> WRITTEN PROBLEM
Repeat the lines of the material below word for word.
** START DATA TO PROCESS **
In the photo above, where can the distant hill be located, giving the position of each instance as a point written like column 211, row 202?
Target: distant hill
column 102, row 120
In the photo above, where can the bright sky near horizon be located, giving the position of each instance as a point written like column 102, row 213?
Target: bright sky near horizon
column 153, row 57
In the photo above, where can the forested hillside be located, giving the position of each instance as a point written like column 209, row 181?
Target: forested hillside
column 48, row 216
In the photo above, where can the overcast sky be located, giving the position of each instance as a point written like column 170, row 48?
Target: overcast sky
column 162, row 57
** END DATA TO PROCESS **
> RIGHT ANSWER
In the photo above, where can the distant hill be located, giving the position of each instance as a point written like column 211, row 202?
Target: distant hill
column 102, row 120
In the photo above, where can the bright sky near horizon be located, giving the position of each instance as a point written like column 102, row 213?
Target: bright sky near horizon
column 153, row 57
In the photo above, where can the forested hillside be located, giving the position of each instance as a point written like column 209, row 181?
Target: forested hillside
column 48, row 216
In the photo above, where can the overcast sky be located, giving the position of each instance as a point written like column 170, row 48?
Target: overcast sky
column 162, row 57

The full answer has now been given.